WHAT THE TASK ASKS
Collect every line in the items below that contains the word "reflection", treating uppercase and lowercase as distinct.

--- start of EXERCISE MATERIALS ---

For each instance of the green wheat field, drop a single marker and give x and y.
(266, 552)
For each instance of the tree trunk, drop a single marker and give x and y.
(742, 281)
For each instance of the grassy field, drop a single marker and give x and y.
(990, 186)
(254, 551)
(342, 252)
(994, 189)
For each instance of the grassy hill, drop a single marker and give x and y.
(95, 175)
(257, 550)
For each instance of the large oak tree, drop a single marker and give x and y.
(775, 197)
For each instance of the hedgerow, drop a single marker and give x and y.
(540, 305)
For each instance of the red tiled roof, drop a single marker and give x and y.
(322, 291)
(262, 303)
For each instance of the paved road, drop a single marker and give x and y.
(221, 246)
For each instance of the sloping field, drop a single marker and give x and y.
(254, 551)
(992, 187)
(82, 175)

--- end of EXERCISE MATERIALS ---
--- start of EXERCISE MATERIALS ---

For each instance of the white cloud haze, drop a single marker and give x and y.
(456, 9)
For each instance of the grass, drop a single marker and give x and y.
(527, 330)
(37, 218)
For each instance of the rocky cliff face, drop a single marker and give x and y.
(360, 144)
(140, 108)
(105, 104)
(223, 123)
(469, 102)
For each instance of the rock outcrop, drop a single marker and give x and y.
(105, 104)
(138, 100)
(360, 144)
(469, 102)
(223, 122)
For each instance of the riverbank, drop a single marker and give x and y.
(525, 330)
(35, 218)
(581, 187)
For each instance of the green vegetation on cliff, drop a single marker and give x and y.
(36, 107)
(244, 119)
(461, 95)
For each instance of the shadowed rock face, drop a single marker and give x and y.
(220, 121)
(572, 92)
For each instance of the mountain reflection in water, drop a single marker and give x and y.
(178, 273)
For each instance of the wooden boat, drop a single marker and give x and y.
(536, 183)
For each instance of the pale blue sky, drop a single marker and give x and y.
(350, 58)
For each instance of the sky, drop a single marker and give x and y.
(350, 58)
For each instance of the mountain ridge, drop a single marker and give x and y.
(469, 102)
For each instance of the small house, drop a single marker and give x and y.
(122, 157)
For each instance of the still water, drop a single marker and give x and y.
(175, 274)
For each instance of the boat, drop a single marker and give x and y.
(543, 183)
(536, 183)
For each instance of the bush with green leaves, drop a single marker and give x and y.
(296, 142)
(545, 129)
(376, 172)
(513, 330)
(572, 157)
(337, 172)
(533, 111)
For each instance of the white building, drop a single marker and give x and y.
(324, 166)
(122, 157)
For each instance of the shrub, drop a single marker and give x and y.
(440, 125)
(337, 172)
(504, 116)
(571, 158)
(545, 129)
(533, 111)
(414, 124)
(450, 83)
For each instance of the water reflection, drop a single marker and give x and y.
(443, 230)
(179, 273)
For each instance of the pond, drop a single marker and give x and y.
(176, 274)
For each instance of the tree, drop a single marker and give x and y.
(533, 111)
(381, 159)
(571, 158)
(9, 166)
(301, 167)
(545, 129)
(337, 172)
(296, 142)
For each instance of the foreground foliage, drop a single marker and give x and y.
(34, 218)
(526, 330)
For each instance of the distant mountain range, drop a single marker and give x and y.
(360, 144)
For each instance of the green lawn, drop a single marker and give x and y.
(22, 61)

--- end of EXERCISE MATERIALS ---

WRITTEN REPLY
For each instance of the mountain reflection in water, drop a single marker and give x and y.
For each instance of the water reflection, drop a single marker and give x and y.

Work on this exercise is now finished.